-------- Recorded information --------

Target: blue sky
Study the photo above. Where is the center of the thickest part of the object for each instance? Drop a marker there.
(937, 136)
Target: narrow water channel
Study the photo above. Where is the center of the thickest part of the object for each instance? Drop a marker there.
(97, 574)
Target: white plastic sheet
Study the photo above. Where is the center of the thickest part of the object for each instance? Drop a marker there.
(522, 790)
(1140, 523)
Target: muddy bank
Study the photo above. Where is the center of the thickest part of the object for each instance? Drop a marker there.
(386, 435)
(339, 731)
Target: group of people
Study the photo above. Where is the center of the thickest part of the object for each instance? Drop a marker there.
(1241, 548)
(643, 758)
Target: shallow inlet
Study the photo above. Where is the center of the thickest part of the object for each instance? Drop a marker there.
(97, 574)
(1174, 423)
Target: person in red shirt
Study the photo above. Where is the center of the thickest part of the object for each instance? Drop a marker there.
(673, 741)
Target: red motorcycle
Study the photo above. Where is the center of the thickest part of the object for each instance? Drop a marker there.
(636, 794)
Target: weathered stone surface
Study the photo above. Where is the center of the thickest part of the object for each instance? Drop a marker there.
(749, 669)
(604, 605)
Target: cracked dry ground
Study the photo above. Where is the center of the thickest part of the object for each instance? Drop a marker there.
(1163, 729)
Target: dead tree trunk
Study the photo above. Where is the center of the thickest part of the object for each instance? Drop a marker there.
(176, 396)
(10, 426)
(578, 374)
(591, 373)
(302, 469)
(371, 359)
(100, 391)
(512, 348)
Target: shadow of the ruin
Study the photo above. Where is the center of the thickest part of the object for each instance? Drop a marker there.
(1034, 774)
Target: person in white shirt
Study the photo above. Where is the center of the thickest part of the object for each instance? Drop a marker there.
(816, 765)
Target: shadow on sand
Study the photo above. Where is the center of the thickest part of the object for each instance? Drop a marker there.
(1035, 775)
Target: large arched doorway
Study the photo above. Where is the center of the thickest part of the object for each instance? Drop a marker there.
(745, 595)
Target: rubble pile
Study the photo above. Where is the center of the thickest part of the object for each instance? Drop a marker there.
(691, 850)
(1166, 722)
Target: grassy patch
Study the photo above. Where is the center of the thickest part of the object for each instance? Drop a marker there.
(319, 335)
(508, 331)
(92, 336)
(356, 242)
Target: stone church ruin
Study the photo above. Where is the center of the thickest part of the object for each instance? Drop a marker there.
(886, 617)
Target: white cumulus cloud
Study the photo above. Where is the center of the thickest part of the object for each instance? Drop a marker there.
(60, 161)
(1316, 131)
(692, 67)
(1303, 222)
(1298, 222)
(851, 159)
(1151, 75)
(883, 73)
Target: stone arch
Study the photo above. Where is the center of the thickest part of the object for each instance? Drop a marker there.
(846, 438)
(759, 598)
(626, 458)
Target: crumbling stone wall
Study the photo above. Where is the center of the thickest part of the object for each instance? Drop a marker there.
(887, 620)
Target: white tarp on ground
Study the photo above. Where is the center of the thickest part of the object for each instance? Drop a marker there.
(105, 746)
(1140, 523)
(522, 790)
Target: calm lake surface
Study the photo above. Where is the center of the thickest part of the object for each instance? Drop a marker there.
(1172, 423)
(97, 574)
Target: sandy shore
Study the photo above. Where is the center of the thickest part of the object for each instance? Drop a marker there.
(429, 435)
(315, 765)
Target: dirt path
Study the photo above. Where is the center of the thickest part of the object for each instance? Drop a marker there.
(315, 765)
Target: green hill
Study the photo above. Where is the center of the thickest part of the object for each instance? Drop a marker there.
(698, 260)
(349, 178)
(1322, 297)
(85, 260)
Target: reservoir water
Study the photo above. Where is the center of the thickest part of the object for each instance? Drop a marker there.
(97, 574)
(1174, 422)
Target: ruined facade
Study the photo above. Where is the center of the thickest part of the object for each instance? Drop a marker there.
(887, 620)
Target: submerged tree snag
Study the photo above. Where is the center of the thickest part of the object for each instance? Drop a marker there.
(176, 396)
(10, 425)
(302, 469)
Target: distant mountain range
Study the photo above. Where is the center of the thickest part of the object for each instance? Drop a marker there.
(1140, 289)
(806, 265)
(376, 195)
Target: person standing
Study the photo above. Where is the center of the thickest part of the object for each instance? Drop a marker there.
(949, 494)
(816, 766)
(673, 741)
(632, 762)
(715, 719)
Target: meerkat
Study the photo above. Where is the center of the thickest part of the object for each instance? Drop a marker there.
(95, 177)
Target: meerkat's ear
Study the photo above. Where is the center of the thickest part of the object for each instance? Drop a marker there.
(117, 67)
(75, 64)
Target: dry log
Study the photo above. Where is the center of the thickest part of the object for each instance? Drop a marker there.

--------

§ **About this exercise**: Print the records again in full, exactly as they appear above.

§ **Output below**:
Target: blue sky
Study the photo above. Where is the center of the thickest part of the object for each instance? Drop a marker there.
(937, 136)
Target: narrow water channel
Study the photo above. Where is the center of the thickest part of the object for each instance? Drop a marker there.
(97, 574)
Target: white plastic sheet
Study the photo above. Where is the center of the thickest part of the object for each instance? Drop a marker there.
(522, 790)
(1140, 523)
Target: muddy bank
Study the photo above. Where is the center of the thickest part of the object for each instance? Drop a marker there.
(386, 435)
(339, 731)
Target: group of people
Study the photo above. Where is the center of the thickest part of the object for each instance? Drop a marker there.
(1241, 548)
(643, 758)
Target: shallow inlet
Study the photo above. Where is the center of the thickest part of the object for each instance? Drop a marker there.
(97, 574)
(1174, 423)
Target: person in red shirt
Study the photo above. Where is the center of the thickest part of the object for each instance? Drop a marker there.
(673, 741)
Target: red motorcycle
Study the photo above. Where is the center of the thickest part of the object for each instance? Drop a marker there.
(636, 794)
Target: weathered stone surface
Study the photo above. Where is the center of the thickest part of the object for each instance? Drop a marker there.
(749, 669)
(604, 605)
Target: cracked dry ground
Study the photo above. Where is the center of the thickest part of the object for each instance? Drop a marker there.
(1163, 729)
Target: dead tree trunk
Study the photo above. Where is the center of the thickest part of the object for each instance? Drop a marker there.
(176, 396)
(10, 426)
(578, 374)
(591, 373)
(302, 469)
(371, 359)
(100, 391)
(512, 348)
Target: shadow of the ruin
Study the photo above. Where is the center of the thickest part of the object for each instance? Drop a marker there.
(1034, 774)
Target: person in white shirt
Study the photo above. Where is the center of the thickest part of the object for each instance? Drop a marker there.
(816, 765)
Target: shadow on sand
Study the photo above. Where is the center of the thickest part of the object for each instance? Drop a marker there.
(1035, 775)
Target: large arched doorway
Study the photo above. Where is the center of the thickest part of the object for each instance? Drop a marker there.
(745, 595)
Target: rubble pile
Study the photo above. Where is the center of the thickest part of the object for each instance? Drop a marker there.
(691, 850)
(1166, 722)
Target: grassy patch
Study the photo above. Where is the center of the thickest part of the object for each instance? Drop a marker there.
(319, 335)
(508, 331)
(92, 336)
(356, 242)
Target: stone church ruin
Study the photo above. Where is the center of the thickest part of the object for each instance? Drop a marker there.
(886, 617)
Target: white cumulus cloud
Study the photo above. Where is the center of the thickest part of the object for each instance? Drop a marker there.
(60, 161)
(1316, 131)
(692, 67)
(1303, 222)
(1298, 222)
(851, 159)
(1151, 75)
(883, 73)
Target: stone arch
Study the photo above. Where is the center of the thickest part of the object for each instance? Drop a marker there.
(846, 438)
(759, 598)
(626, 458)
Target: crumbling stone wall
Study the photo above. Where is the center of the thickest part of the object for each instance? Drop a marker there.
(887, 620)
Target: white tarp on ground
Study the photo above. Where is the center of the thickest part of the object for each instance? Drop a marker there.
(105, 746)
(1140, 523)
(522, 790)
Target: calm lake surface
Study the photo above. Where is the center of the thickest part of the object for each instance? Drop a marker there.
(1172, 423)
(97, 574)
Target: sandy shore
Study the photo above. Where is the center of the thickest part of the object for each instance? Drop a marker there.
(429, 435)
(315, 765)
Target: dirt path
Study the photo above. Where is the center of the thickest part of the object for each instance? Drop a marker there.
(315, 765)
Target: green hill
Study the photo above. Where is the center of the thickest part of the object for each instance? Drop a marker there.
(698, 260)
(349, 178)
(1322, 297)
(85, 260)
Target: reservoir water
Study the photo above. Where is the center of the thickest part of the object for each instance? Drop a marker there.
(97, 574)
(1174, 422)
Target: ruined facade
Study the photo above. Where is the center of the thickest part of the object for each instance? Drop a marker there.
(887, 620)
Target: submerged tree snag
Study the photo above. Where is the center of the thickest part of the object for each instance? Drop a marker there.
(176, 396)
(10, 425)
(302, 469)
Target: distant mountain range
Study the photo above. Where is the center of the thickest part of the object for each instance? Drop a marker there.
(1140, 289)
(806, 265)
(376, 195)
Target: person standing
Study the photo above. Where is the center of the thickest part of the object for each instance? Drop a marker there.
(949, 494)
(816, 766)
(673, 741)
(632, 762)
(715, 719)
Target: meerkat
Study the photo above. Where is the center of the thickest part of the object for each instance? Drop a marker there.
(95, 177)
Target: meerkat's ear
Study the photo above. Where is the center of the thickest part of the object for each instance? Drop a marker there.
(117, 67)
(75, 64)
Target: dry log
Study the photo above. Where is the center of the thickest part of the object for each instance? Drop a marker there.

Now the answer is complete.